» What the exercise asks: Could you return each of the lines below, word for word and unchanged?

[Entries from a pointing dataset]

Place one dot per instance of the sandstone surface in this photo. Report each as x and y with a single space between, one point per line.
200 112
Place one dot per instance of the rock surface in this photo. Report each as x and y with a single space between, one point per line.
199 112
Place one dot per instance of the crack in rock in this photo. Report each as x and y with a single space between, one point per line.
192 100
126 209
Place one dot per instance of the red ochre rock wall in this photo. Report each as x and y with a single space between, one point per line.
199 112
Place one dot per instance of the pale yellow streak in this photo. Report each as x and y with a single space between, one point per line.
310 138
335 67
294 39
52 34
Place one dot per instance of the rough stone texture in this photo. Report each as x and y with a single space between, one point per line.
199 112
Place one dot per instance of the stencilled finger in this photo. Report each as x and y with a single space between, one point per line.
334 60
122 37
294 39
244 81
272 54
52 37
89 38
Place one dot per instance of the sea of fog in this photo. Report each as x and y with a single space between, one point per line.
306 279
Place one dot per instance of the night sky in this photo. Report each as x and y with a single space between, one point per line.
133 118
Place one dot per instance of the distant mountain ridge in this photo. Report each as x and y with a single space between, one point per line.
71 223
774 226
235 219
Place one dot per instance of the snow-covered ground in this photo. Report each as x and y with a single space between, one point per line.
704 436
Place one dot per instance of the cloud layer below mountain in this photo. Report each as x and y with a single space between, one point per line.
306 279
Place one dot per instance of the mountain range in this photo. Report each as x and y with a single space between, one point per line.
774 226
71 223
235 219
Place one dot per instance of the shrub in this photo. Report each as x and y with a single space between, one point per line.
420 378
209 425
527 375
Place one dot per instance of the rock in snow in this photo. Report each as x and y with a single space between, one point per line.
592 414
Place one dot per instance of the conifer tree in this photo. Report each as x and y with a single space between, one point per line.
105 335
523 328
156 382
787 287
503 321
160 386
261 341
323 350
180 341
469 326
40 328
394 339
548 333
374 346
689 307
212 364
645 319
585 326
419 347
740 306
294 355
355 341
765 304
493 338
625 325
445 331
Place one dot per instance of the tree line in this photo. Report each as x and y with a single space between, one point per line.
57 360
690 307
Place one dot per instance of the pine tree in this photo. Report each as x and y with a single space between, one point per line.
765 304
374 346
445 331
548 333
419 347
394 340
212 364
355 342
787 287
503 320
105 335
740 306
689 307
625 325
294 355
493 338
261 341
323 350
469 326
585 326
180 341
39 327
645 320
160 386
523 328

» Full response:
Place one dot per instance of the sandstone surface in this photo. Report each as x and y with a single space between, one point per line.
200 112
Place one dot per instance of the rock surface in this photo. Report each as x and y with a single space between, one point per line.
199 112
Place one dot per instance of the crack in rock in this photo. Report each as x and y with a single space between, one point per line.
192 100
126 209
Place one dot per instance of the red ochre rock wall in this photo. Report each as x and y with a single space between, one point per line.
199 112
Place one dot per instance of the pale yellow streak in this photo. Report each as x and y with a single space between, one point per line.
310 138
335 67
294 39
52 34
Place one dot per instance of the rough stone texture in this photo. Report each as x and y with a single space between, one point per line.
199 112
Place one dot per instance of the stencilled finger in this photo. Report each as x and y with a single space between, one point per line.
334 60
122 37
294 39
244 81
272 54
52 37
89 38
Place one dot per instance of the sea of fog in this photo. Report each as x and y with a single space between, one point per line.
306 279
Place one dot per instance of the night sky in this photo. Report each as x and y with a single space between, one point per line.
133 118
Place one dot per instance of the distant mountain ridge in this photo. Report each as x and y with a single space between, one point per line.
71 223
774 226
235 219
Place one dot per instance of the snow-covered ground in this photo. Report each as x and y with a single space between, one point per line.
704 436
Place one dot per instance of the cloud layer below mountain in this photo. Report each as x and y with a single space between, one point per line.
306 279
Place one dot per instance of the mountain range in this photo. Report each as x and y with a single space between, one point per line.
774 226
71 223
235 219
Place one dot per instance of the shrub in this photo. Report each as x and y with a single space between, one point per line.
420 378
209 425
527 375
Place one dot per instance of the rock in snow in this photo. Report each as x and y with a single space between, one point per line.
592 414
Place one dot per instance of the conifer tree in this photo. Report each as x and y with a single space between, one point per line.
105 335
523 328
156 382
787 287
503 321
160 386
261 341
323 350
180 341
469 326
40 328
394 339
548 333
374 346
689 307
212 364
645 319
585 326
419 347
740 306
294 355
355 341
765 304
493 338
625 325
445 331
Place one dot per instance of the tree line in this photo. Report each as x and y with a single space between, one point per line.
57 360
690 307
Place one dot per instance of the pine tree in this photo. Report each as x and y with a single space between, one point per line.
765 304
374 346
445 331
548 333
419 347
394 340
212 364
355 342
787 287
503 320
105 335
740 306
689 307
625 325
294 355
493 338
261 341
323 350
469 326
585 326
180 341
39 327
645 320
160 386
523 328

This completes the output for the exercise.